Start Task material

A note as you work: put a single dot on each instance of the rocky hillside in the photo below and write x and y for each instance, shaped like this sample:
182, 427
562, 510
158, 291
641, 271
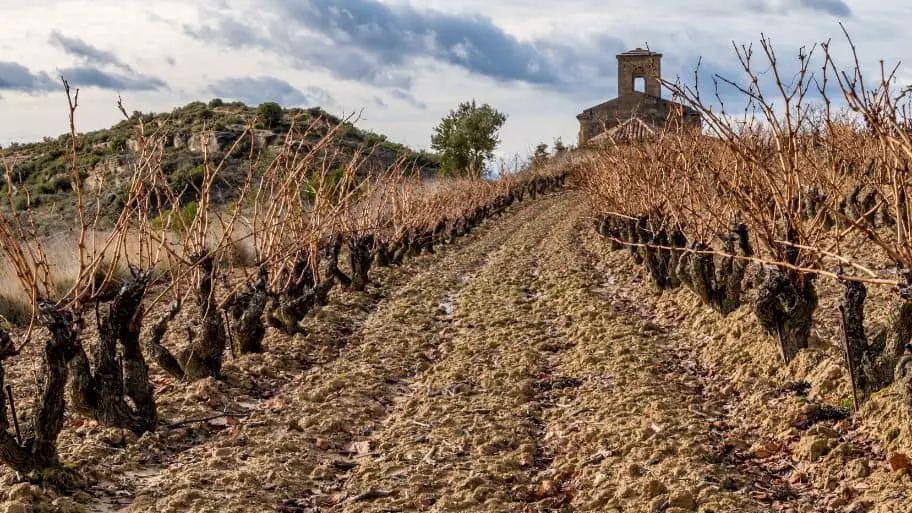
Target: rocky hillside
187, 136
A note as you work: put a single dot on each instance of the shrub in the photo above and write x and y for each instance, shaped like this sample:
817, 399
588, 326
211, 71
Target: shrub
269, 115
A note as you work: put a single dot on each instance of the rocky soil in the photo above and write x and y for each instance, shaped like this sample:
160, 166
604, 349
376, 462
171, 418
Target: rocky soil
525, 368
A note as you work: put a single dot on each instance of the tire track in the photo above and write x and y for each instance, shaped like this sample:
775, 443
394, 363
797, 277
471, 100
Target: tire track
292, 451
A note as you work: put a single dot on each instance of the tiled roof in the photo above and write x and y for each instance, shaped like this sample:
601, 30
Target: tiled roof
633, 129
639, 51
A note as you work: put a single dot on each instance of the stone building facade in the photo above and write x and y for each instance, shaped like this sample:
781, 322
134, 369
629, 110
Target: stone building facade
646, 105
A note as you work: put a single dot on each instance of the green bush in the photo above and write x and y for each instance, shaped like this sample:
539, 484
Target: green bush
187, 215
188, 178
269, 115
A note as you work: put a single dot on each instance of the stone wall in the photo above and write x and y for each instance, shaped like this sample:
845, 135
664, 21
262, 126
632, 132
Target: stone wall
651, 109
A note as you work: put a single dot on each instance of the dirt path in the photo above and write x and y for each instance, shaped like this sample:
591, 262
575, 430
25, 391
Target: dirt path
514, 371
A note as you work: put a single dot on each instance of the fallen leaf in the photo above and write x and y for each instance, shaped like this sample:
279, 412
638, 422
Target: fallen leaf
899, 461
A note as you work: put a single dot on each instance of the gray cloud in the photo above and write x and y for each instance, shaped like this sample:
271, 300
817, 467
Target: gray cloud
90, 54
831, 7
381, 44
87, 76
256, 90
834, 7
16, 77
409, 98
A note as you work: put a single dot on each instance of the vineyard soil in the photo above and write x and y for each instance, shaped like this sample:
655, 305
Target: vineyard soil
525, 367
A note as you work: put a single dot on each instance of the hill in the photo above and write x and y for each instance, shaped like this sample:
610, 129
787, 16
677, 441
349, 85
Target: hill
185, 138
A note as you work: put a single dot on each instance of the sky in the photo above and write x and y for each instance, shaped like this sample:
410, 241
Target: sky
397, 65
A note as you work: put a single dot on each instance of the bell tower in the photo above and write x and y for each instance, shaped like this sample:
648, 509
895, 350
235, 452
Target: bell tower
643, 64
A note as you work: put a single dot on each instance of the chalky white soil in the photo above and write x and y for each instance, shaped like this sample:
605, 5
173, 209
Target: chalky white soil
524, 368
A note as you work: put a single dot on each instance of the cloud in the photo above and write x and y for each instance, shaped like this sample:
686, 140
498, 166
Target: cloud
16, 77
834, 7
383, 44
409, 98
256, 90
831, 7
90, 54
87, 76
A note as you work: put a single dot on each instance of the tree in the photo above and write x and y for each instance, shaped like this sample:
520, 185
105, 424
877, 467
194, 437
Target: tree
269, 114
541, 154
466, 138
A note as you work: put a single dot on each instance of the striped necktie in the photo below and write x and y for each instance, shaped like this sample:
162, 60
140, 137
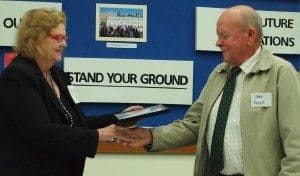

End Task material

Please find every line in the items above that contains the word "below", and copy each of those lines. Matching is case-sensitive.

A note as you work: put a single dot on each instance of the rocky hillside in the photo below and write x and y for each instance, shaped like this sample:
A note as you work: put a single dot on each instance of the striped necktie in the photo below and write x and y for each instance, shaped like this sample:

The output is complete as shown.